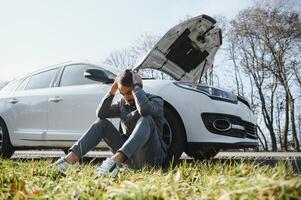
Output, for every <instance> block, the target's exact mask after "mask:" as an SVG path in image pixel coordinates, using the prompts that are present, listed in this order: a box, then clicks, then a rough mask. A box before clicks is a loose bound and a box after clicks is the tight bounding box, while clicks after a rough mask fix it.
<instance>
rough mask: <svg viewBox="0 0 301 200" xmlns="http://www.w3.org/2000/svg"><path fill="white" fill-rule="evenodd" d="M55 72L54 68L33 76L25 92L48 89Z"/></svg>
mask: <svg viewBox="0 0 301 200" xmlns="http://www.w3.org/2000/svg"><path fill="white" fill-rule="evenodd" d="M57 70H58V69H57V68H56V69H52V70H49V71H45V72H41V73H39V74H36V75H33V76H32V77H31V78H30V80H29V82H28V84H27V85H26V88H25V90H31V89H41V88H48V87H49V86H50V84H51V81H52V79H53V77H54V75H55V73H56V72H57Z"/></svg>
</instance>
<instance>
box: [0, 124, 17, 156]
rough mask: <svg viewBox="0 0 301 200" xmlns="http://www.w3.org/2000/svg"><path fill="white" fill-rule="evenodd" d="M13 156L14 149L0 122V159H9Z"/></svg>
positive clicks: (8, 136)
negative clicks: (7, 158)
mask: <svg viewBox="0 0 301 200" xmlns="http://www.w3.org/2000/svg"><path fill="white" fill-rule="evenodd" d="M13 154H14V148H13V146H12V145H11V142H10V138H9V134H8V130H7V127H6V125H5V123H4V122H3V121H1V120H0V157H2V158H10V157H11V156H12V155H13Z"/></svg>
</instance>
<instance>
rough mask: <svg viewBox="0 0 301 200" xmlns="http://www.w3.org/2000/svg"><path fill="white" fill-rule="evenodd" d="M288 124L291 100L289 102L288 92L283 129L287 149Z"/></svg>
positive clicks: (288, 123)
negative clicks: (289, 105) (289, 108)
mask: <svg viewBox="0 0 301 200" xmlns="http://www.w3.org/2000/svg"><path fill="white" fill-rule="evenodd" d="M288 125H289V102H288V94H285V121H284V130H283V145H284V150H285V151H288V146H287V140H288V138H287V137H288Z"/></svg>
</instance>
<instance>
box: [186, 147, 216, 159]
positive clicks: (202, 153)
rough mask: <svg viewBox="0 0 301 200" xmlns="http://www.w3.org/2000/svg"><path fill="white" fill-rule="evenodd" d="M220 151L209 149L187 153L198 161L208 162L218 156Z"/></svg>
mask: <svg viewBox="0 0 301 200" xmlns="http://www.w3.org/2000/svg"><path fill="white" fill-rule="evenodd" d="M218 152H219V149H217V148H214V147H212V148H208V149H203V150H188V151H187V152H186V153H187V155H188V156H190V157H192V158H194V159H197V160H207V159H211V158H213V157H214V156H216V154H218Z"/></svg>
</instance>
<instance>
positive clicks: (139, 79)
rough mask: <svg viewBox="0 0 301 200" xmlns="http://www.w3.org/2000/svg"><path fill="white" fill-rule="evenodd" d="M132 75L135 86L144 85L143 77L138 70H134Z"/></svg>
mask: <svg viewBox="0 0 301 200" xmlns="http://www.w3.org/2000/svg"><path fill="white" fill-rule="evenodd" d="M132 77H133V86H134V87H135V86H136V85H138V86H140V87H141V86H142V78H141V76H140V75H139V74H138V73H137V72H134V71H133V72H132Z"/></svg>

----------------------------------------

Reproduce every line of the records above verbatim, leaving out the pictures.

» Answer to the exercise:
Output, for every <instance> block, the target's exact mask after "mask:" as an SVG path in image pixel coordinates, using the prompts that are present, listed in this order: a box, then clicks, then a rough mask. A box before clicks is a loose bound and a box after clicks is the tight bounding box, while clicks after a rough mask fix it.
<instance>
rough mask: <svg viewBox="0 0 301 200" xmlns="http://www.w3.org/2000/svg"><path fill="white" fill-rule="evenodd" d="M55 72L54 68L33 76L25 92L48 89Z"/></svg>
mask: <svg viewBox="0 0 301 200" xmlns="http://www.w3.org/2000/svg"><path fill="white" fill-rule="evenodd" d="M57 70H58V69H57V68H56V69H52V70H49V71H45V72H41V73H39V74H36V75H33V76H32V77H31V78H30V80H29V82H28V84H27V85H26V88H25V90H31V89H41V88H48V87H49V86H50V84H51V81H52V79H53V77H54V75H55V73H56V72H57Z"/></svg>
</instance>
<instance>
box: [0, 124, 17, 156]
rough mask: <svg viewBox="0 0 301 200" xmlns="http://www.w3.org/2000/svg"><path fill="white" fill-rule="evenodd" d="M13 156L14 149L0 122V159H9Z"/></svg>
positive clicks: (8, 136)
negative clicks: (7, 158)
mask: <svg viewBox="0 0 301 200" xmlns="http://www.w3.org/2000/svg"><path fill="white" fill-rule="evenodd" d="M13 154H14V148H13V146H12V145H11V142H10V138H9V134H8V130H7V127H6V125H5V123H4V122H3V121H1V120H0V157H2V158H10V157H11V156H12V155H13Z"/></svg>
</instance>
<instance>
rough mask: <svg viewBox="0 0 301 200" xmlns="http://www.w3.org/2000/svg"><path fill="white" fill-rule="evenodd" d="M288 124L291 100L289 102L288 92L283 129L287 149Z"/></svg>
positive clicks: (288, 123)
negative clicks: (289, 105) (289, 108)
mask: <svg viewBox="0 0 301 200" xmlns="http://www.w3.org/2000/svg"><path fill="white" fill-rule="evenodd" d="M288 125H289V102H288V94H285V121H284V130H283V145H284V150H285V151H288V146H287V140H288V138H287V137H288Z"/></svg>
</instance>
<instance>
box: [186, 147, 216, 159]
positive clicks: (202, 153)
rough mask: <svg viewBox="0 0 301 200" xmlns="http://www.w3.org/2000/svg"><path fill="white" fill-rule="evenodd" d="M220 151L209 149L187 153L198 161L208 162L218 156Z"/></svg>
mask: <svg viewBox="0 0 301 200" xmlns="http://www.w3.org/2000/svg"><path fill="white" fill-rule="evenodd" d="M218 152H219V149H217V148H214V147H212V148H208V149H203V150H188V151H187V152H186V153H187V155H188V156H190V157H192V158H194V159H197V160H207V159H211V158H213V157H214V156H216V154H218Z"/></svg>
</instance>
<instance>
positive clicks: (139, 79)
rough mask: <svg viewBox="0 0 301 200" xmlns="http://www.w3.org/2000/svg"><path fill="white" fill-rule="evenodd" d="M132 75L135 86L144 85L143 77L138 70H134Z"/></svg>
mask: <svg viewBox="0 0 301 200" xmlns="http://www.w3.org/2000/svg"><path fill="white" fill-rule="evenodd" d="M132 77H133V86H134V87H135V86H136V85H138V86H140V87H141V86H142V78H141V76H140V75H139V74H138V73H137V72H134V71H133V72H132Z"/></svg>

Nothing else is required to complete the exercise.